The desire to get in shape is more apparent than ever during the New Year. Many people make weight loss or healthy eating resolutions during this time. Using these resolutions, companies exploit people’s desires for self-improvement with a flood of advertisements laced with diet culture ideals.
What is diet culture?
Diet culture is a social concept that sets the belief that physical appearance, specifically thinness, is above mental and physical well-being. Furthermore, it encourages the idea that a person’s social acceptance depends on their body’s appearance. With values entangled in most social media posts, diet culture is everywhere.
How is diet culture taking over the New Year?
In an Instagram survey, 3 out of 25 Leesville students reported they had a weight loss-related resolution this year. A weight loss goal is not always pernicious; it lies within the actions taken to complete it. If someone’s goal is to eat better to lose weight, and they rely on quick-fix diets, that goal tends to be difficult to follow through with and harmful.
Diet culture promotes unsustainable diets to get expeditious results. Many of these diets revolve around cutting out specific food groups and pinning them as evil. This method of dieting creates unhealthy relationships with food- but also creates an unhealthy relationship with oneself. These quick diets end quickly when people fail to keep up with the overly restrictive diet. Failing to be able to complete a goal leads people to feel bad about themselves and leaves them searching for more quick and expensive fixes. Diet culture companies thrive on this; they make unsuspecting people feel bad about their bodies and themselves.
= = = = =
Task set —
**A.** According to the diet culture article, how many Leesville students reported a weight loss-related resolution this year in the Instagram survey?
**B.** Retype the stretch of the diet culture article from "The desire to" through "the New Year?".
**C.** Translate this sentence from the diet culture article into Spanish: "Diet culture promotes unsustainable diets to get expeditious results."

Stored data entries —
= = = = =
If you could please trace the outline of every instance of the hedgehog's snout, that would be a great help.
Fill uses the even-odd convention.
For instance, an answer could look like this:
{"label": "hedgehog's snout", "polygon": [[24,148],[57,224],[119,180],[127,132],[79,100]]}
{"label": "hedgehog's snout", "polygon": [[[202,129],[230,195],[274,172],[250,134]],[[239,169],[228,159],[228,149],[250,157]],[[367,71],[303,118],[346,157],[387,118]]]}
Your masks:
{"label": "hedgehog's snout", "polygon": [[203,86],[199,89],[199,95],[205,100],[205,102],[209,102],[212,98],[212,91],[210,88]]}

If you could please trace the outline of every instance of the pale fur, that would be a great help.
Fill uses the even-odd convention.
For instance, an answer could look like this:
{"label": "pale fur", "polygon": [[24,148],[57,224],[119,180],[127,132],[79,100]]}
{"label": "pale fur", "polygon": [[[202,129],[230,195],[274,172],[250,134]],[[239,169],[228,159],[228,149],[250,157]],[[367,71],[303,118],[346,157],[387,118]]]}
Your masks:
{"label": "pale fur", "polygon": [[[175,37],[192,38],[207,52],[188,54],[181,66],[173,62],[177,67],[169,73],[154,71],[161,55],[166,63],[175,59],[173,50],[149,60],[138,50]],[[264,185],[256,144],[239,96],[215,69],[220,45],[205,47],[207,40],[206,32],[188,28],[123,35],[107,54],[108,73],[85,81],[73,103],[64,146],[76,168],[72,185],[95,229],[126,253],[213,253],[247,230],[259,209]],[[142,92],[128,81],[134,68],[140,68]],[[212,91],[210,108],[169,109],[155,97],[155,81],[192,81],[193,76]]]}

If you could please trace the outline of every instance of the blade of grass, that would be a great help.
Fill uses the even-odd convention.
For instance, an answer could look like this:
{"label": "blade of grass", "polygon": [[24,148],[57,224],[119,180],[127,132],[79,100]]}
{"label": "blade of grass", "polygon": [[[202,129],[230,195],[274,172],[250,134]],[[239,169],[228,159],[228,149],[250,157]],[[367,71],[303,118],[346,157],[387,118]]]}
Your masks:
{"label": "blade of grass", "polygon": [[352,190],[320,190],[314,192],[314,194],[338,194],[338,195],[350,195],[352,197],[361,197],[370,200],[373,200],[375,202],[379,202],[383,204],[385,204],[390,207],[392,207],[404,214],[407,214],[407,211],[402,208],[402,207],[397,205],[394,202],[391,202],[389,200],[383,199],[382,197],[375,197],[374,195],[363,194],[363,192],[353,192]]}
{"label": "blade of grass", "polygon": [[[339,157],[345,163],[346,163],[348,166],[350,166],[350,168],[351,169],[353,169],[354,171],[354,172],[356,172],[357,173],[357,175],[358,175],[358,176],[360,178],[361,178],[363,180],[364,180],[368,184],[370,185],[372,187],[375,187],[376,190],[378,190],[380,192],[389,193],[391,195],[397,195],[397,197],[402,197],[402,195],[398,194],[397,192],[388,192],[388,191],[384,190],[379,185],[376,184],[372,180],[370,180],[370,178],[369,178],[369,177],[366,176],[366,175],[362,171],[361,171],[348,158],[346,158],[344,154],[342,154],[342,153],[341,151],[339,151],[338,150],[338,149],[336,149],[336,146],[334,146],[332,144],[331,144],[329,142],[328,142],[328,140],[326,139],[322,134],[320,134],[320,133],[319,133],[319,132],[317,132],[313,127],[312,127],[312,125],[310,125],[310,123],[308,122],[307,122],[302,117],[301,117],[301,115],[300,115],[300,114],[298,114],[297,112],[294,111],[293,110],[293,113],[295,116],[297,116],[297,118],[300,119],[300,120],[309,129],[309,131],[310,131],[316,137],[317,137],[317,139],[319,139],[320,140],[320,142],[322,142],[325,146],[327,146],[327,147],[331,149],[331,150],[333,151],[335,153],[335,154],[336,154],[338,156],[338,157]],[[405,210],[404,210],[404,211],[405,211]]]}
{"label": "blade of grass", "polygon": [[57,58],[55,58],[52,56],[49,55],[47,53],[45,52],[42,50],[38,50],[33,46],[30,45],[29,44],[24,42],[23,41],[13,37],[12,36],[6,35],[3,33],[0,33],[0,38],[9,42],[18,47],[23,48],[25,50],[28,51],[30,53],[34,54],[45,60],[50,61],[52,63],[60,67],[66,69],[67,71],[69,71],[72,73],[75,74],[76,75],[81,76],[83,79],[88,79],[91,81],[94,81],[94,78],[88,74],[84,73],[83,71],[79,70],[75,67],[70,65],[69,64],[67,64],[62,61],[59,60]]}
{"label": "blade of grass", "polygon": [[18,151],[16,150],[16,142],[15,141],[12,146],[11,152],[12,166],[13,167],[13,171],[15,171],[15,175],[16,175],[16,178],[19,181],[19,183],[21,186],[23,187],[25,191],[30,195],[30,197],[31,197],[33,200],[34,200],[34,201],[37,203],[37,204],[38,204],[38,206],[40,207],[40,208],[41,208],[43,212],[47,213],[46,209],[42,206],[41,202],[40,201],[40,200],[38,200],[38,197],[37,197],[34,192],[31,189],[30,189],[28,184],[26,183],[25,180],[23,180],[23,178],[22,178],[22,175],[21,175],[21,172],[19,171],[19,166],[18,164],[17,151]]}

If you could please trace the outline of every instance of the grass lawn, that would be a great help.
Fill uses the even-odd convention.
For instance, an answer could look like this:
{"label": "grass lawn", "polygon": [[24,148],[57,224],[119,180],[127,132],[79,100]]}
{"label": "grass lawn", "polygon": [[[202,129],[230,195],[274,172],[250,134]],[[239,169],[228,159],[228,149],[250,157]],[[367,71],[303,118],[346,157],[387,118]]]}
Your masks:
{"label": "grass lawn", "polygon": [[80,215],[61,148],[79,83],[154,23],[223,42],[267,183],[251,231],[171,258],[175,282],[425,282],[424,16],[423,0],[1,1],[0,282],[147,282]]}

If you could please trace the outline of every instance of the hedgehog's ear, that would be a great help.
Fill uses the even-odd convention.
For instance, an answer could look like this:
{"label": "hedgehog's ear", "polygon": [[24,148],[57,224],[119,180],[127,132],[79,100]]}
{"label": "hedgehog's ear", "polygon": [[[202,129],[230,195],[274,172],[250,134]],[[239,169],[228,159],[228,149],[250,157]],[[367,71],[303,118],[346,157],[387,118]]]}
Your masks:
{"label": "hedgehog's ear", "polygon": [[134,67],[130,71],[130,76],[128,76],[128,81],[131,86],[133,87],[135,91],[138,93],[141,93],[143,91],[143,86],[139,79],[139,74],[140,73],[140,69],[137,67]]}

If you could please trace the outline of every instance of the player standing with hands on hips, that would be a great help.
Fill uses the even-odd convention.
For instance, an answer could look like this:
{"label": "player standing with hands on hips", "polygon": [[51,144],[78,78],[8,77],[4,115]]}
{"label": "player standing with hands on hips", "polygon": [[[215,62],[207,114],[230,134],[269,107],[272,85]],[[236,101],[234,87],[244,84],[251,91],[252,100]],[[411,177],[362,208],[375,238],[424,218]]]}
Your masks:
= = = = =
Exercise responses —
**A.** 3 out of 25 students.

**B.**
The desire to get in shape is more apparent than ever during the New Year. Many people make weight loss or healthy eating resolutions during this time. Using these resolutions, companies exploit people’s desires for self-improvement with a flood of advertisements laced with diet culture ideals.
What is diet culture?
Diet culture is a social concept that sets the belief that physical appearance, specifically thinness, is above mental and physical well-being. Furthermore, it encourages the idea that a person’s social acceptance depends on their body’s appearance. With values entangled in most social media posts, diet culture is everywhere.
How is diet culture taking over the New Year?

**C.** La cultura de la dieta promueve dietas insostenibles para obtener resultados rápidos.